* start Available data *
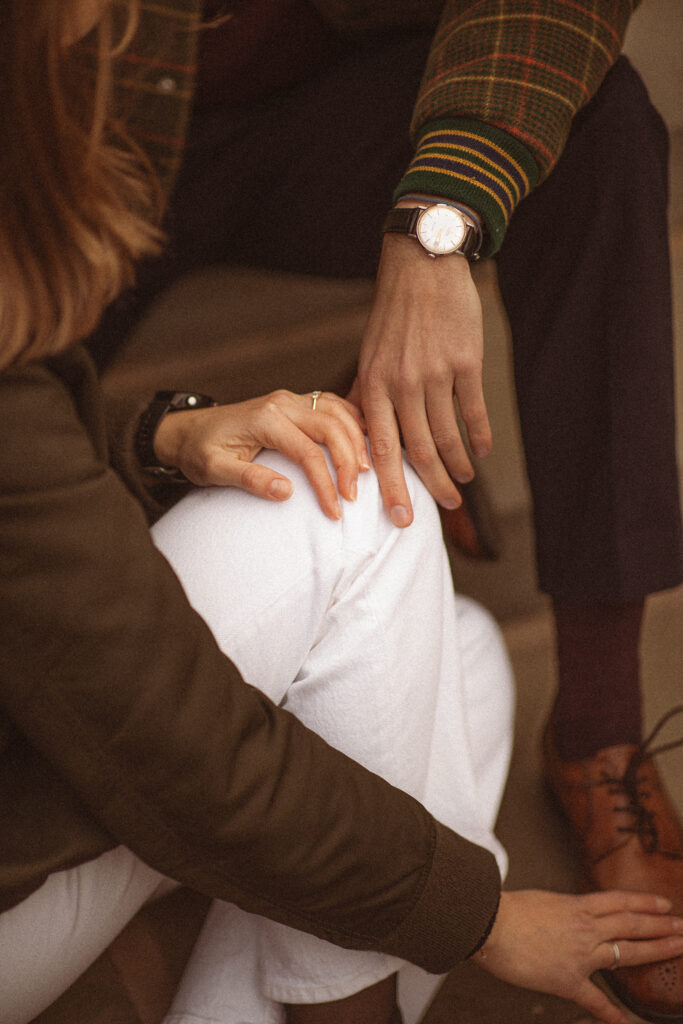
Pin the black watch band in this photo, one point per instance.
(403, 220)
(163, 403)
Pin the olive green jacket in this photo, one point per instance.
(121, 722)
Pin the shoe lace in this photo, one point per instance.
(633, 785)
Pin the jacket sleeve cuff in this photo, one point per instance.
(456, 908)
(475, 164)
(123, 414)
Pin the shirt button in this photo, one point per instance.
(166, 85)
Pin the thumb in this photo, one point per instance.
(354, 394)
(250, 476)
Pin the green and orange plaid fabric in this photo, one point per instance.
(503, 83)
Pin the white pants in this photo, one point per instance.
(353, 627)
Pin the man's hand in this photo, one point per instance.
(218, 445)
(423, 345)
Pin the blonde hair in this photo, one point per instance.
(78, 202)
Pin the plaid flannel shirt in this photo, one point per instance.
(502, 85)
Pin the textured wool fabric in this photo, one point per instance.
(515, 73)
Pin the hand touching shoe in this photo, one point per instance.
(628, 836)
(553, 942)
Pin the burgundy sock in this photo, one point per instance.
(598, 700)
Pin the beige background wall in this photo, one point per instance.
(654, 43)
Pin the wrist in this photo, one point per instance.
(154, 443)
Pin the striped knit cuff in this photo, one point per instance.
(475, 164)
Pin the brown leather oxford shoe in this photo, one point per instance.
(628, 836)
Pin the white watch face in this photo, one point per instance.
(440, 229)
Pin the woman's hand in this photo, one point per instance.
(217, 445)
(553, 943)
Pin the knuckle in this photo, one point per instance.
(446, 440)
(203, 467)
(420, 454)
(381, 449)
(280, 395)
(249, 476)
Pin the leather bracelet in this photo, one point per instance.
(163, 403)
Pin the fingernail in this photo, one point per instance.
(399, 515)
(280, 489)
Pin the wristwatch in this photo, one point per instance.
* end Available data *
* start Available data *
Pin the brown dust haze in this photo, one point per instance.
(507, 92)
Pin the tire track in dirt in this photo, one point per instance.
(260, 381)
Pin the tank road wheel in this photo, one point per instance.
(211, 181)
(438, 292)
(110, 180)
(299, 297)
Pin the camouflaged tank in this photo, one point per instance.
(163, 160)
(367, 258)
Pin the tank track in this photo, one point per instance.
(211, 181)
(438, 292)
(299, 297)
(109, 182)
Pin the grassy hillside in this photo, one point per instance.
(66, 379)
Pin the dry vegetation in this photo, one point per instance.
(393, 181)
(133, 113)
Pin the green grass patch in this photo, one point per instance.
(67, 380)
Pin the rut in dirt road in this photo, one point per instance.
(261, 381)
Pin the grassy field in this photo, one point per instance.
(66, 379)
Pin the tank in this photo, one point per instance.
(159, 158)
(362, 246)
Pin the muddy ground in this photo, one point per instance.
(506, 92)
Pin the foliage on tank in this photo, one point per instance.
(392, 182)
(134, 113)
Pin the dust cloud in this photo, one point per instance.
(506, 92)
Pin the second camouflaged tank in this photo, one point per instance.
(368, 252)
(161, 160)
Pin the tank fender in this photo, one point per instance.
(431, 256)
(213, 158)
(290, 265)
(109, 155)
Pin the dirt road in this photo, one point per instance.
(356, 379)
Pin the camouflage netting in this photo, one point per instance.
* end Available data *
* start Available data *
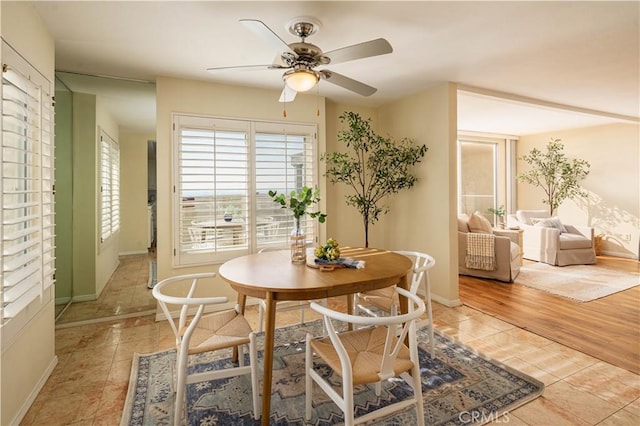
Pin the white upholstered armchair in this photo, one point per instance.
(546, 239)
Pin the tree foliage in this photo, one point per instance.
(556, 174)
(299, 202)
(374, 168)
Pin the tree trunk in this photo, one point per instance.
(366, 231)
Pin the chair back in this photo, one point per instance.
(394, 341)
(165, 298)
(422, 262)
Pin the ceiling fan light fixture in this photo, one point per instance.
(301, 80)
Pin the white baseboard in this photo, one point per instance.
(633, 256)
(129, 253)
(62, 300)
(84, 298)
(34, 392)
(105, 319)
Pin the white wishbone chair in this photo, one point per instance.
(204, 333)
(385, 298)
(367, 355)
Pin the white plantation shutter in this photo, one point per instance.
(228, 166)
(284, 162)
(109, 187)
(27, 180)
* end Available data *
* _Task statement_
Rewrite the material above from the line holding "Pin the woman's" through the line holding "Pin the wristwatch", inclusive, keeping every request line unchanged. Multiply each point coordinate by 2.45 and round it to a whole number, with halves rounded up.

* _Result of this task_
Pin the woman's hand in this photo, one point per instance.
(532, 1090)
(1355, 2310)
Pin the knuckle in this photo, one point per instance.
(1093, 1078)
(497, 1144)
(1029, 1112)
(933, 1100)
(686, 968)
(610, 1166)
Pin the leather bracelet in this photo, one point per instance.
(399, 987)
Pin the fingernail in this photo, one point per instance.
(978, 1262)
(686, 1198)
Pin the wristwatch in this photo, one point per instance.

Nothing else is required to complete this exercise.